# [EXERCISE REQUIREMENTS]
Return, word for word, only the lines of the data below that lie between the line with "bare tree trunk and record integer pixel coordinates." and the line with "Target: bare tree trunk", those two lines included.

[Saved data entries]

=== Begin Enclosure ===

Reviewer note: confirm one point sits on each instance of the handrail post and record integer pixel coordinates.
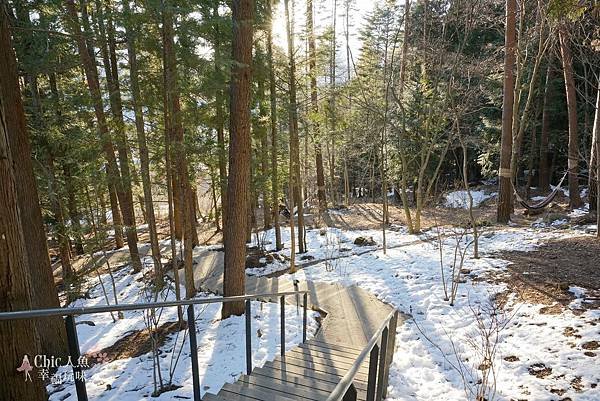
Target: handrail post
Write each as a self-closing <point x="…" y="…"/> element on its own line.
<point x="304" y="317"/>
<point x="282" y="313"/>
<point x="391" y="347"/>
<point x="248" y="339"/>
<point x="194" y="352"/>
<point x="381" y="381"/>
<point x="74" y="353"/>
<point x="372" y="379"/>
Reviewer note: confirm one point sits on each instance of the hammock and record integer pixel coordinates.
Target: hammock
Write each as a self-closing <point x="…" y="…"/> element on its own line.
<point x="544" y="202"/>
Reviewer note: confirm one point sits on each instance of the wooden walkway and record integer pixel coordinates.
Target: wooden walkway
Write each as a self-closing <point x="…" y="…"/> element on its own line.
<point x="311" y="370"/>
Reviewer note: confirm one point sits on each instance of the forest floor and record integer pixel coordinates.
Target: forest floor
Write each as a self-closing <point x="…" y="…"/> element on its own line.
<point x="523" y="326"/>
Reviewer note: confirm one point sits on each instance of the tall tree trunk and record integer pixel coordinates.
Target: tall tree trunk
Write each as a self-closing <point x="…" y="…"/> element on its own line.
<point x="142" y="144"/>
<point x="544" y="172"/>
<point x="595" y="158"/>
<point x="505" y="176"/>
<point x="113" y="173"/>
<point x="18" y="337"/>
<point x="74" y="214"/>
<point x="298" y="200"/>
<point x="183" y="196"/>
<point x="115" y="212"/>
<point x="240" y="147"/>
<point x="531" y="92"/>
<point x="116" y="105"/>
<point x="15" y="265"/>
<point x="573" y="161"/>
<point x="332" y="116"/>
<point x="264" y="156"/>
<point x="62" y="235"/>
<point x="220" y="121"/>
<point x="273" y="120"/>
<point x="314" y="101"/>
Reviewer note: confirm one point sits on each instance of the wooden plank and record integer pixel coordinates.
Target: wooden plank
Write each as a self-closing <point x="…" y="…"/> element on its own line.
<point x="318" y="367"/>
<point x="259" y="393"/>
<point x="344" y="365"/>
<point x="337" y="346"/>
<point x="319" y="348"/>
<point x="213" y="397"/>
<point x="299" y="380"/>
<point x="324" y="355"/>
<point x="286" y="388"/>
<point x="310" y="374"/>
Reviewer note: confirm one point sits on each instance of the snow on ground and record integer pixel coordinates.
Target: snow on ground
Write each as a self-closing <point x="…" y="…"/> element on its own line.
<point x="438" y="349"/>
<point x="460" y="199"/>
<point x="221" y="345"/>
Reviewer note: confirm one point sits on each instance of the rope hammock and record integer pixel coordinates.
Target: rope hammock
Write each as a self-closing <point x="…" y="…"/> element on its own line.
<point x="544" y="202"/>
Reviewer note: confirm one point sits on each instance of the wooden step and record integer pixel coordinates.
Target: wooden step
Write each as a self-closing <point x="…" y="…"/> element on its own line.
<point x="285" y="388"/>
<point x="316" y="367"/>
<point x="338" y="346"/>
<point x="251" y="391"/>
<point x="276" y="370"/>
<point x="313" y="347"/>
<point x="328" y="359"/>
<point x="299" y="380"/>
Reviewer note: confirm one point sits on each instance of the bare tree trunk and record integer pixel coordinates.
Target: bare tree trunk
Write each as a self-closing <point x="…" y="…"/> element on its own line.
<point x="573" y="162"/>
<point x="399" y="97"/>
<point x="116" y="106"/>
<point x="61" y="228"/>
<point x="115" y="212"/>
<point x="544" y="173"/>
<point x="273" y="121"/>
<point x="26" y="258"/>
<point x="264" y="157"/>
<point x="524" y="121"/>
<point x="294" y="142"/>
<point x="312" y="70"/>
<point x="238" y="185"/>
<point x="532" y="154"/>
<point x="19" y="337"/>
<point x="182" y="197"/>
<point x="142" y="145"/>
<point x="505" y="175"/>
<point x="112" y="168"/>
<point x="220" y="121"/>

=== End Enclosure ===

# [RESULT FOR THIS EXERCISE]
Reviewer note: confirm one point sits on each instance of the bare tree trunk and record integer pixel coordinates.
Target: bare tree trunk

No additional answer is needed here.